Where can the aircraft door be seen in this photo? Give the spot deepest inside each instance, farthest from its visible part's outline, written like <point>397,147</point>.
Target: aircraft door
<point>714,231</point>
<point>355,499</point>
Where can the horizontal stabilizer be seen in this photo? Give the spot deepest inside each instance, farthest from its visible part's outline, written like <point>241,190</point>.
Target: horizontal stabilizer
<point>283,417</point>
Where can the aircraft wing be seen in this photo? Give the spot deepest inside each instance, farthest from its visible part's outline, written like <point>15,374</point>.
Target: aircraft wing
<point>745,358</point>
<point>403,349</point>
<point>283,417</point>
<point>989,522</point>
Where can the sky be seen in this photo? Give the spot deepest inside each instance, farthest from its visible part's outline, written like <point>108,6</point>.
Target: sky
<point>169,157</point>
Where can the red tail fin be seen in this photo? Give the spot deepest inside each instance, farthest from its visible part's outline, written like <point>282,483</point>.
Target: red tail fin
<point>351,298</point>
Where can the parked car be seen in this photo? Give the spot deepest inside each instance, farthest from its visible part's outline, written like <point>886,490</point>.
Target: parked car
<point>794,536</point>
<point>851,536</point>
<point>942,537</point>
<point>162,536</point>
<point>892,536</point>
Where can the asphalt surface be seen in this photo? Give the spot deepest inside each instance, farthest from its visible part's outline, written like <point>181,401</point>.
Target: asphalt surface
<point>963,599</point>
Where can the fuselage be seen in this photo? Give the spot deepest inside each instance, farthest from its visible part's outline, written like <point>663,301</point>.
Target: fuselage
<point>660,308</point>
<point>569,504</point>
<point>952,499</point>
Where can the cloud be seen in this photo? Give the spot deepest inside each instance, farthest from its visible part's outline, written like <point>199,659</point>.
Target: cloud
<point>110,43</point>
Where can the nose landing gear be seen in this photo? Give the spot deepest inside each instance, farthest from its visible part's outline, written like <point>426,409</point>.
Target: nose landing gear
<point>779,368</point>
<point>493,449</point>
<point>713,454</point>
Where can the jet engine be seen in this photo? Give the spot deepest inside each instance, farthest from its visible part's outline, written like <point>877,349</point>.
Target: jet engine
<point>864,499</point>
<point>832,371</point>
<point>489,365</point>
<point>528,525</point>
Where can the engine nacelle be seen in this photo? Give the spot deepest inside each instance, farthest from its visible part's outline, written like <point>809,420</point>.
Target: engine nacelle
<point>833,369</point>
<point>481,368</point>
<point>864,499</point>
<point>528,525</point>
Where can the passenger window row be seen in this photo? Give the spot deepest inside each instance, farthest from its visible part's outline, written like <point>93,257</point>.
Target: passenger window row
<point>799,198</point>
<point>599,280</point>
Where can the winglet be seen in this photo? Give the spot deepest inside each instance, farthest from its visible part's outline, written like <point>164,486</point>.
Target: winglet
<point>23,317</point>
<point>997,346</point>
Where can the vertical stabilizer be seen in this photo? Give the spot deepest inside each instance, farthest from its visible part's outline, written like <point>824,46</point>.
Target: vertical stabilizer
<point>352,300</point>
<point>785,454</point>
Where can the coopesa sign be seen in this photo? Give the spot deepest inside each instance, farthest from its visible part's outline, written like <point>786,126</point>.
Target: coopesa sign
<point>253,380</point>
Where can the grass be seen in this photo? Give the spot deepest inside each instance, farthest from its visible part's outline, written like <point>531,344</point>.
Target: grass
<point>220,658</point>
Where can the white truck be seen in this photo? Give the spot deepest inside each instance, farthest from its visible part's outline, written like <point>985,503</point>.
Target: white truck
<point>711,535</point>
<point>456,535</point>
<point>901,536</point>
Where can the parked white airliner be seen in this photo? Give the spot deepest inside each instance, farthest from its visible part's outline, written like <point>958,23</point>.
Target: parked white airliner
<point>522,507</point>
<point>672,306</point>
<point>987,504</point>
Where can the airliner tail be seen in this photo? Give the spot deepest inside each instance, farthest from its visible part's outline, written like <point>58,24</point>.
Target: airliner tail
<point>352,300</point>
━━━━━━━━
Exercise objective >> Quote each line of the data above exactly as written.

Response >>
Where can the aircraft door be seen in this photo? Give the spot deepest inside each instance, farthest from its visible part's outline, written like <point>397,147</point>.
Target: aircraft door
<point>714,231</point>
<point>355,499</point>
Where can the horizontal stabilizer be seen in this photo? Give the spot deepest inside each instance, farthest from its visible part's outline, written like <point>241,190</point>.
Target: horizontal stabilizer
<point>283,417</point>
Where can the aircraft wing be seen in this photo? Give the spot deepest inside each instance, farthest from its visible part's outline, written like <point>15,374</point>.
Target: aircraft wing
<point>745,358</point>
<point>403,349</point>
<point>283,417</point>
<point>989,522</point>
Where can the sky be seen in this photo? Give the spot deepest inside each instance, farthest from its visible part's outline, written like <point>108,6</point>.
Target: sky
<point>169,157</point>
Where can the red tail fin be seen in this photo? Give the spot deepest inside each instance, farthest from its visible part's outline, written like <point>282,483</point>.
Target: red tail fin
<point>351,298</point>
Where can the parked car be seen in this photo? Give the spot deepest inside each instance, farthest from its visible part's outline, written like <point>886,490</point>.
Target: parked car
<point>794,536</point>
<point>851,536</point>
<point>942,537</point>
<point>162,536</point>
<point>892,536</point>
Where can the asphalt surface be seen in this photo? Give the spot deepest inside each instance, farthest from its visible part's outline, written like <point>181,401</point>.
Target: asphalt surface
<point>963,599</point>
Where can the fuselage be seen in this photo? Give the spot deepest inside each instance, farthest from its visible part's outline, written like <point>663,301</point>.
Target: fuselage
<point>660,308</point>
<point>569,504</point>
<point>952,499</point>
Where can the cloud be seen in this photo? Give the spot deepest inside each instance, farthest from its visible part's outline, written like <point>199,659</point>.
Target: cloud
<point>110,43</point>
Where can the nose landing gear be seen in this photo? Give the spot deepest inside each instance, farthest from its visible part's outline, written like <point>426,409</point>.
Target: nose landing gear
<point>779,368</point>
<point>493,449</point>
<point>713,454</point>
Where can the jet engine be seen in this photo? Give the spot deepest inside each instance, farthest from its visible part's outline, written like <point>877,349</point>.
Target: jet engine
<point>864,499</point>
<point>832,371</point>
<point>489,365</point>
<point>528,525</point>
Where can the engine nacelle be seen in this photo? Give the spot deepest inside each instance, farthest from its visible part's outline, written like <point>809,420</point>.
Target: engine nacelle
<point>833,369</point>
<point>481,368</point>
<point>864,499</point>
<point>528,525</point>
Where can the passenger window row be seen in this photo? Give the spot deepest inside each instance, farthest from its visible part's outline, written like <point>93,257</point>.
Target: passenger window row
<point>799,198</point>
<point>599,280</point>
Where can the winglet be seen in this photo? Give the spot deepest inside each instance, farthest from its visible part's outline, written like <point>164,486</point>.
Target: winglet
<point>23,317</point>
<point>997,346</point>
Where can the vertical stabilizer be seen in this photo? Give the spot deepest inside each instance, farthest from its visible part's outline, written like <point>824,46</point>.
Target: vertical stabilizer
<point>352,300</point>
<point>785,454</point>
Where can the coopesa sign be seen in this photo? Give the spot deepest inside each instance, farthest from its visible part's outline, written like <point>786,126</point>.
Target: coopesa sign
<point>253,380</point>
Where can the grass be seen in this photo? Give the spot deepest inside each instance, farthest from its visible part's outline, written like <point>531,344</point>.
Target: grass
<point>220,658</point>
Where can the white truck be seen in this photo? Give the spot deepest inside each instance, farthest from its visible part's outline, written like <point>985,503</point>.
Target: white truck
<point>711,535</point>
<point>456,535</point>
<point>901,536</point>
Where can the parked white airliner be seen in this photo? Give the spot deepest inside each instance, farthest from its visible part's outline, written like <point>958,23</point>.
Target: parked white airliner
<point>522,507</point>
<point>672,306</point>
<point>987,504</point>
Where can the airliner tail be seen in this photo? Give the spot deepest inside each instance, farthest from its visible part's outline, written like <point>58,24</point>.
Target: airliner tail
<point>352,300</point>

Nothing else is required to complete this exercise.